Records for this task:
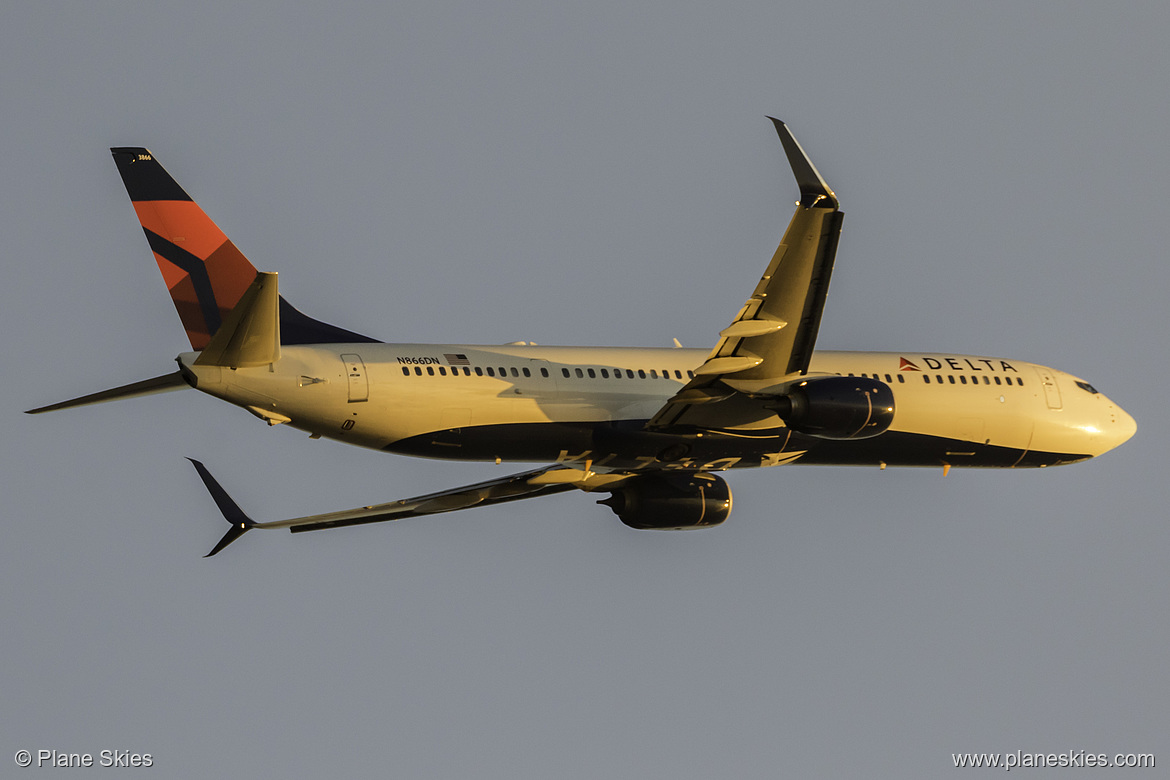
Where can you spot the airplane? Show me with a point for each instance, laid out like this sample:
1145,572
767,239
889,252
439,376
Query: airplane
651,428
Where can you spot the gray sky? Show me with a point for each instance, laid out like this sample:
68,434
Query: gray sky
596,173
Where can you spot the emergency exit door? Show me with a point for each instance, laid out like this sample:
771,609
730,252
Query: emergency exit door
356,377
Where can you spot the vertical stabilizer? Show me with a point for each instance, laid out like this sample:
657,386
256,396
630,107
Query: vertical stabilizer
202,269
250,336
205,273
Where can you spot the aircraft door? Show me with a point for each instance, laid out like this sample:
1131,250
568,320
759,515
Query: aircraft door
1051,391
356,377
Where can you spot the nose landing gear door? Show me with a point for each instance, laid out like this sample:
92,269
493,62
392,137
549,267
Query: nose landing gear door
356,378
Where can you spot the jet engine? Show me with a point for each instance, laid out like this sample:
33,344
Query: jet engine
672,502
838,407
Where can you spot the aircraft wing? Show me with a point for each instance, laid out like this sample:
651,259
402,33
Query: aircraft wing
770,342
528,484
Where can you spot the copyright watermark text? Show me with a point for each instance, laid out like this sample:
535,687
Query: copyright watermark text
1071,759
63,759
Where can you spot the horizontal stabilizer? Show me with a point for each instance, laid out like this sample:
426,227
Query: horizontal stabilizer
164,384
250,336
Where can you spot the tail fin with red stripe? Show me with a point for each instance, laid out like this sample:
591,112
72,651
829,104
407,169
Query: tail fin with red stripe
202,269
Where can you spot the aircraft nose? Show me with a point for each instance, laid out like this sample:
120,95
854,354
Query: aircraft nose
1123,427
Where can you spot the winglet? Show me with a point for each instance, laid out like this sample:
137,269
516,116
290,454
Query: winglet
813,190
240,522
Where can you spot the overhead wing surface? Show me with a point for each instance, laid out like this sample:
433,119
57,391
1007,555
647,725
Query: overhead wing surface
770,342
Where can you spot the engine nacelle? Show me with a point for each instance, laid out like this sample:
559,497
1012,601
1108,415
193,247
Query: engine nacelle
838,407
672,502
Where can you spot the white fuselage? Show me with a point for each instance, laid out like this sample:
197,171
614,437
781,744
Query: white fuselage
525,402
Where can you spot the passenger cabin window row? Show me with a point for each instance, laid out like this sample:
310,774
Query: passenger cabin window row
975,380
950,378
502,372
617,373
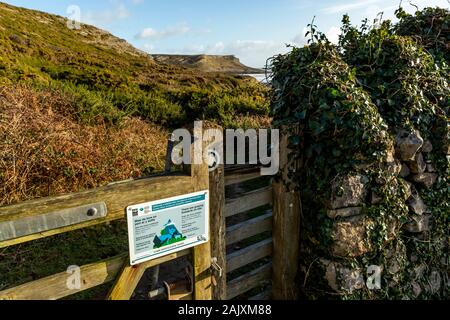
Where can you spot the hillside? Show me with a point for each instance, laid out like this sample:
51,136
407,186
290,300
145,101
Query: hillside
110,79
208,63
88,80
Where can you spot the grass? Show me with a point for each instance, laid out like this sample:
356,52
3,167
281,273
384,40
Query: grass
113,81
80,109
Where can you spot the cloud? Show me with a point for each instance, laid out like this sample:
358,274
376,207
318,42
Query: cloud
350,6
106,17
150,33
251,52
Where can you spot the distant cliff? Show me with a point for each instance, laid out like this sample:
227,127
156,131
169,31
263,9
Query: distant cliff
207,63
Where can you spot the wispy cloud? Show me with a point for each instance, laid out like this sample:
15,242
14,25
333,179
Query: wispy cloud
150,33
106,17
349,6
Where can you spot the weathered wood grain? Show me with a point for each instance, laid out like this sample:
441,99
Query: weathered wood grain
248,201
116,196
249,255
249,228
249,281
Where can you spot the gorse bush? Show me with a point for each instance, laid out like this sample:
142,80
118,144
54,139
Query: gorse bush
110,80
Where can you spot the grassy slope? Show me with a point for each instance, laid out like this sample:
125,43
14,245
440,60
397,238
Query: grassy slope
113,80
67,100
208,63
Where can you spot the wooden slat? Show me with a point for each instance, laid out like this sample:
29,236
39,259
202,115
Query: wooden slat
249,228
92,275
248,201
116,196
249,255
248,281
127,282
265,295
240,177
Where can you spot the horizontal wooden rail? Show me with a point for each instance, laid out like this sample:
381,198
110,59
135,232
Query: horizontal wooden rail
248,281
92,275
265,295
116,196
248,201
240,177
249,228
248,255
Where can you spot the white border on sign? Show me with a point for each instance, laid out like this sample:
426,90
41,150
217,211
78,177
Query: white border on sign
176,247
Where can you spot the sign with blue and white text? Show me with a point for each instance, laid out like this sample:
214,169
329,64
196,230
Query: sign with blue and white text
166,226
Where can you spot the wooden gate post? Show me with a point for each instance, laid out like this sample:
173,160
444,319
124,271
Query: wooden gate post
202,253
218,229
286,231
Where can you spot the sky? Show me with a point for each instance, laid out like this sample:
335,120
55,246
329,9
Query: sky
252,30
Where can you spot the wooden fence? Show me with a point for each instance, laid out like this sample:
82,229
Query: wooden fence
236,263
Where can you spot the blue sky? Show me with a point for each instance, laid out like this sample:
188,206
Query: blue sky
253,30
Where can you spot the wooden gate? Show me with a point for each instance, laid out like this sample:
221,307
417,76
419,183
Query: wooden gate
102,205
252,219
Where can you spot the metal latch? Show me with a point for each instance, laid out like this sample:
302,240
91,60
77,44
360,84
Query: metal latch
215,266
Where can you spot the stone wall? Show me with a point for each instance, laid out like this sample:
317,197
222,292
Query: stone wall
343,267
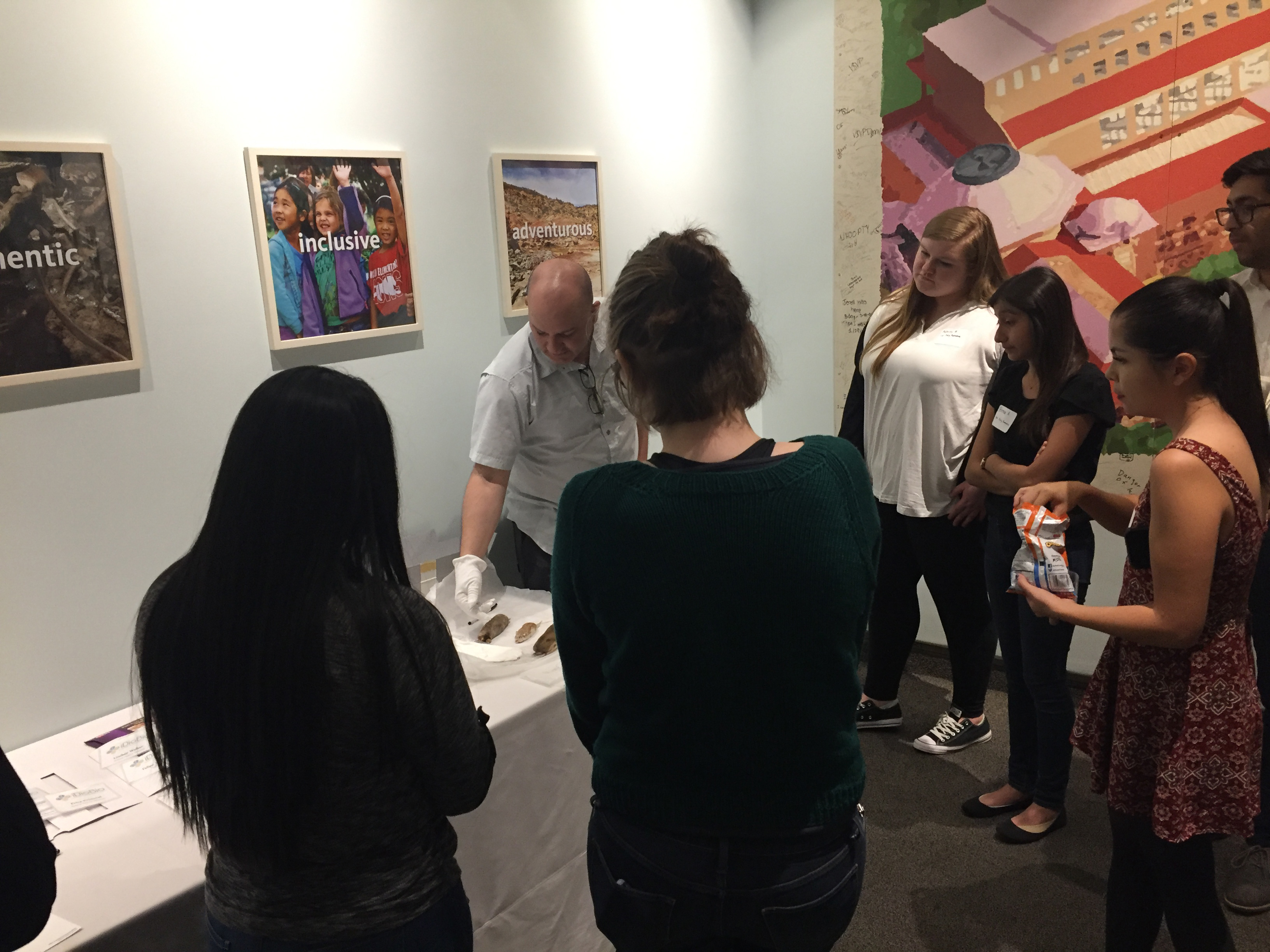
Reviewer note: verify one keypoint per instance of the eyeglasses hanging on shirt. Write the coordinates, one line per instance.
(588, 384)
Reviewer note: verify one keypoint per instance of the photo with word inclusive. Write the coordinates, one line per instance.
(549, 207)
(1093, 133)
(65, 309)
(333, 244)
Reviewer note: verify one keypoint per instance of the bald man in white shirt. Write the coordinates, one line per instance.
(547, 409)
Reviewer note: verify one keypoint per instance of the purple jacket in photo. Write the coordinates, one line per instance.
(350, 278)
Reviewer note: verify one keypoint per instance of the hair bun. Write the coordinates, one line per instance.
(691, 261)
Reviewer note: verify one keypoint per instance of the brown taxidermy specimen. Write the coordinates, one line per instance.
(547, 644)
(495, 628)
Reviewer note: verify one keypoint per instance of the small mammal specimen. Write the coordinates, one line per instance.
(495, 628)
(547, 644)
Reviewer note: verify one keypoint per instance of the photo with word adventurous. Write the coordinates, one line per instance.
(548, 207)
(1094, 134)
(333, 245)
(65, 309)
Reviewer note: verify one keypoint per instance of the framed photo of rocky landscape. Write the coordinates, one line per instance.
(548, 206)
(335, 253)
(67, 303)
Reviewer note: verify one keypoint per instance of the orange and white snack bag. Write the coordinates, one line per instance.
(1043, 554)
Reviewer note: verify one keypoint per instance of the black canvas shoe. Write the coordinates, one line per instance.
(953, 733)
(869, 715)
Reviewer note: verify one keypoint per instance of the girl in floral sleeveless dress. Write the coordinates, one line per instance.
(1172, 718)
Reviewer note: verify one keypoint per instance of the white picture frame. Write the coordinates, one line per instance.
(261, 228)
(517, 256)
(87, 308)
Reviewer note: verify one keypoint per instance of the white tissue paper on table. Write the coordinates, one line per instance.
(502, 658)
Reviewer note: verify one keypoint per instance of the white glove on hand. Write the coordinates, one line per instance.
(468, 584)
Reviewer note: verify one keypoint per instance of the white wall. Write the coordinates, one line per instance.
(790, 254)
(97, 497)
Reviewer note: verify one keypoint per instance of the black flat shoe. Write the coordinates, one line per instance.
(1010, 832)
(977, 810)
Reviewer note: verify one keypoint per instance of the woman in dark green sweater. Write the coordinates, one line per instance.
(719, 710)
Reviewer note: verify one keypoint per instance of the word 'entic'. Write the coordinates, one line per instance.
(40, 258)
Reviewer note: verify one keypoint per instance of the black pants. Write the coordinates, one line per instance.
(1259, 628)
(951, 559)
(682, 893)
(533, 563)
(1152, 880)
(446, 926)
(1034, 653)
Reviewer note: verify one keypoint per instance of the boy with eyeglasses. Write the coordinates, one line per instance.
(1246, 217)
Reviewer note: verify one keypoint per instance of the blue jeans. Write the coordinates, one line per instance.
(446, 926)
(657, 890)
(1034, 653)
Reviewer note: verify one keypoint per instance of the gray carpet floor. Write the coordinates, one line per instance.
(937, 881)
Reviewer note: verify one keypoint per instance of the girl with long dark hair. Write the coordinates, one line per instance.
(1048, 410)
(307, 709)
(1172, 718)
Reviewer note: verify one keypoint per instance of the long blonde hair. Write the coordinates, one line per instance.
(985, 271)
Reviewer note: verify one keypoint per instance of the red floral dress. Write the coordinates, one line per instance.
(1175, 734)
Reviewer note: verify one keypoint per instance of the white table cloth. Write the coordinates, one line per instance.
(523, 852)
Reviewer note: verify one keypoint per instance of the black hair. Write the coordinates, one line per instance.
(303, 522)
(1058, 348)
(682, 322)
(1179, 315)
(1252, 164)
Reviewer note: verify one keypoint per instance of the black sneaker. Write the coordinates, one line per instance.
(953, 733)
(869, 715)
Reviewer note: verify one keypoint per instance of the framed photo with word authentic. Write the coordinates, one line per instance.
(547, 206)
(333, 244)
(68, 306)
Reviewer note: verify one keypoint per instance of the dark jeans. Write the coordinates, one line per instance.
(682, 893)
(1152, 880)
(1259, 628)
(1035, 657)
(951, 559)
(533, 563)
(446, 926)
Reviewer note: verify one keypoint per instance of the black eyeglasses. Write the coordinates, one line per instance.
(1242, 214)
(588, 384)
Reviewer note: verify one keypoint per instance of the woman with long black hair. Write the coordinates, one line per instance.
(308, 710)
(1172, 718)
(1048, 410)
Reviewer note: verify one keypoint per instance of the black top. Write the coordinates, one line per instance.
(756, 457)
(379, 850)
(1085, 393)
(27, 880)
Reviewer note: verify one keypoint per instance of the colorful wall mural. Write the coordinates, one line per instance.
(1094, 133)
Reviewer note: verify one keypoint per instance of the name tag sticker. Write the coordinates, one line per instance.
(72, 800)
(1004, 419)
(124, 748)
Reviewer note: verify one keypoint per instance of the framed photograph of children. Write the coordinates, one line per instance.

Task prompt: Render every line from the one containing "the woman with" through the end of the records as a Markdown table with the columns Row and Content, numbering each line in order and leaving out any blank lines.

The completed task:
| Row | Content |
|---|---|
| 1 | Reviewer note: verify one keypoint per instance of the woman with long black hair. Write the coordinates, one line per instance. |
| 2 | (308, 710) |
| 3 | (1172, 718) |
| 4 | (1048, 410) |
| 5 | Reviewer note: verify one keypoint per instance of the black top. Write the coordinates, one line per instance. |
| 6 | (756, 457) |
| 7 | (379, 850) |
| 8 | (1085, 393) |
| 9 | (27, 880) |
| 10 | Reviewer note: verify one keypoint per instance of the colorful wall mural. Write the coordinates, one line per instance. |
| 11 | (1094, 133) |
| 12 | Reviewer note: verify one keypoint per instance of the name tag sticker. Write the coordinates, one line per instance. |
| 13 | (72, 800) |
| 14 | (1004, 419) |
| 15 | (124, 748) |
| 16 | Reviewer note: verify one keypoint per instance of the framed photograph of children. Write the coordinates, one line per instance. |